- EXERCISE SET:
(1) Name every header field that appears above the body of "Message: 2" in the mailing list excerpt.
(2) Reproduce word for word the section of the mailing list excerpt that begins with the words containing "On 18 Nov 2021, at" and ends with "main performance characteristic.".

- TEXT PASSAGE:
☆ ☆ ☆ ☆ ☆ ☆ ☆
The page reports the 0-length numbers. The idea is that IPC should fit into 
registers, the 10 case is the one that make it spill into memory deliberately. 
That number is good to know for development, but should not be the main 
performance characteristic.

Cheers,
Gerwin


------------------------------

Message: 2
Date: Wed, 17 Nov 2021 21:36:39 +0000
From: Gernot Heiser <[email protected]>
Subject: [seL4] Re: some question about seL4 performance
To: "[email protected]" <[email protected]>
Message-ID: <[email protected]>
Content-Type: text/plain; charset="utf-8"

On 18 Nov 2021, at 08:24, Gerwin Klein <[email protected]> wrote:
> 
> The page reports the 0-length numbers. The idea is that IPC should fit into 
> registers, the 10 case is the one that make it spill into memory 
> deliberately. That number is good to know for development, but should not be 
> the main performance characteristic.

Note that whether data is transferred solely in registers or using a memory 
buffer does not make a big difference on contemporary hardware. However, our 
present implementation reverts to the slow path as soon as the message size 
overflows the physical message registers, which will make the PIC much slower. 

This is something that could be fixed by widening the fastpath conditions 
without much complications. However, we haven’t yet come across an important 
use case where this matters, so there isn’t much motivation for investing time 
in it.

Gernot

------------------------------

Message: 3
Date: Wed, 17 Nov 2021 21:56:06 +0000
From: Gerwin Klein <[email protected]>
Subject: [seL4] Re: some question about seL4 performance
To: Gernot Heiser <[email protected]>
Cc: "[email protected]" <[email protected]>
Message-ID: <[email protected]>
Content-Type: text/plain; charset="us-ascii"
☆ ☆ ☆ ☆ ☆ ☆ ☆
- GIVEN INFORMATION:
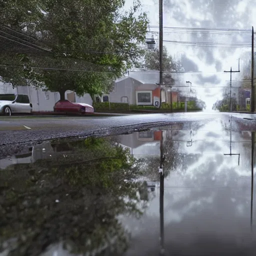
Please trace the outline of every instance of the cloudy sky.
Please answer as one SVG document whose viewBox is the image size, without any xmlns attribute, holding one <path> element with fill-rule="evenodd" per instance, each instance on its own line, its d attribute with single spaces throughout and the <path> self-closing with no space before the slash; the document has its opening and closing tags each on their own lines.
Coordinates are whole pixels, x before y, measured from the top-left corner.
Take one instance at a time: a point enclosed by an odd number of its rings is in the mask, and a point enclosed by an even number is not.
<svg viewBox="0 0 256 256">
<path fill-rule="evenodd" d="M 132 2 L 126 0 L 126 6 Z M 141 2 L 148 14 L 150 30 L 157 32 L 158 1 Z M 164 45 L 174 58 L 182 60 L 185 71 L 203 72 L 181 75 L 180 82 L 186 85 L 186 81 L 190 80 L 208 109 L 222 98 L 222 86 L 230 78 L 229 73 L 222 72 L 230 70 L 230 66 L 238 70 L 239 58 L 241 70 L 248 63 L 251 44 L 249 30 L 255 24 L 256 2 L 253 0 L 164 0 Z M 212 30 L 214 28 L 226 30 Z M 233 79 L 241 80 L 242 74 L 234 74 Z M 233 86 L 239 86 L 239 83 L 234 82 Z"/>
</svg>

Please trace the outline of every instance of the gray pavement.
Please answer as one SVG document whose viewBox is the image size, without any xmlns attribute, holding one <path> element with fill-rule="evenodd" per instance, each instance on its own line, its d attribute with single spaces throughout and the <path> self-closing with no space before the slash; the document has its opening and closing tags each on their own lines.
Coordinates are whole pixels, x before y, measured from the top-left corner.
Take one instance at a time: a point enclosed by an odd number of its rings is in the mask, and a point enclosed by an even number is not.
<svg viewBox="0 0 256 256">
<path fill-rule="evenodd" d="M 201 112 L 136 114 L 88 118 L 70 116 L 0 117 L 0 158 L 6 157 L 24 147 L 55 138 L 83 138 L 129 133 L 176 122 L 192 125 L 216 118 L 228 120 L 230 113 Z M 256 130 L 256 114 L 232 114 L 234 120 L 246 130 Z M 191 127 L 191 126 L 190 126 Z M 236 126 L 234 126 L 236 128 Z"/>
</svg>

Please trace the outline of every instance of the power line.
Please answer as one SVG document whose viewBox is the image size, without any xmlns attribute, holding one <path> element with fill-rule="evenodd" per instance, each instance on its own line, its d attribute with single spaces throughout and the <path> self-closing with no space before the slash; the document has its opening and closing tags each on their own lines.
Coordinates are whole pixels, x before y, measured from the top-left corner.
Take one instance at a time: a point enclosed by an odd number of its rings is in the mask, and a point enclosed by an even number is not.
<svg viewBox="0 0 256 256">
<path fill-rule="evenodd" d="M 7 66 L 12 68 L 23 68 L 24 66 L 22 65 L 12 65 L 8 64 L 0 64 L 0 66 Z M 66 68 L 44 68 L 40 66 L 31 66 L 31 68 L 40 69 L 40 70 L 55 70 L 60 71 L 75 71 L 78 72 L 94 72 L 96 73 L 113 73 L 114 71 L 96 71 L 92 70 L 72 70 L 72 69 L 66 69 Z"/>
<path fill-rule="evenodd" d="M 146 40 L 150 40 L 152 38 L 146 38 Z M 164 40 L 164 42 L 170 42 L 173 44 L 184 44 L 192 45 L 198 45 L 200 46 L 236 46 L 236 47 L 252 47 L 250 44 L 226 44 L 223 42 L 195 42 L 188 41 L 172 41 L 170 40 Z"/>
<path fill-rule="evenodd" d="M 170 44 L 188 44 L 190 46 L 224 46 L 224 47 L 240 47 L 240 48 L 252 48 L 250 44 L 224 44 L 220 42 L 193 42 L 186 41 L 171 41 L 168 40 L 164 40 L 164 42 Z"/>
<path fill-rule="evenodd" d="M 149 26 L 149 28 L 158 28 L 158 26 Z M 251 32 L 252 29 L 240 29 L 240 28 L 186 28 L 186 27 L 177 27 L 177 26 L 164 26 L 164 28 L 178 30 L 209 30 L 209 31 L 226 31 L 226 32 L 239 32 L 242 31 L 244 32 Z"/>
<path fill-rule="evenodd" d="M 4 26 L 4 25 L 0 25 L 0 26 L 2 26 L 2 28 L 6 28 L 7 30 L 10 30 L 11 31 L 12 31 L 13 32 L 15 32 L 16 33 L 20 34 L 22 36 L 26 36 L 27 38 L 30 38 L 31 39 L 32 39 L 33 40 L 38 40 L 36 38 L 33 38 L 32 36 L 28 36 L 28 34 L 25 34 L 21 33 L 20 32 L 18 32 L 18 31 L 16 31 L 16 30 L 12 30 L 12 29 L 10 28 L 8 28 L 7 26 Z"/>
<path fill-rule="evenodd" d="M 148 33 L 152 33 L 152 34 L 158 34 L 158 31 L 147 31 Z M 193 31 L 193 30 L 181 30 L 181 31 L 178 31 L 176 30 L 174 30 L 173 31 L 170 30 L 170 31 L 164 31 L 164 32 L 166 34 L 195 34 L 195 35 L 198 35 L 199 34 L 207 34 L 208 35 L 210 32 L 210 34 L 218 34 L 218 35 L 222 35 L 222 36 L 232 36 L 232 34 L 248 34 L 248 32 L 244 32 L 244 31 L 234 31 L 234 32 L 228 32 L 225 31 L 219 31 L 218 32 L 214 32 L 214 30 L 212 30 L 212 32 L 210 31 L 207 31 L 207 30 L 200 30 L 200 31 Z"/>
<path fill-rule="evenodd" d="M 152 71 L 152 70 L 129 70 L 130 73 L 159 73 L 159 71 Z M 192 73 L 192 74 L 224 74 L 223 71 L 219 72 L 204 72 L 203 71 L 163 71 L 163 73 Z"/>
</svg>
☆ ☆ ☆ ☆ ☆ ☆ ☆
- FULL SOLUTIONS:
(1) Date, From, Subject, To, Message-ID, Content-Type

(2)
On 18 Nov 2021, at 08:24, Gerwin Klein <[email protected]> wrote:
> 
> The page reports the 0-length numbers. The idea is that IPC should fit into 
> registers, the 10 case is the one that make it spill into memory 
> deliberately. That number is good to know for development, but should not be 
> the main performance characteristic.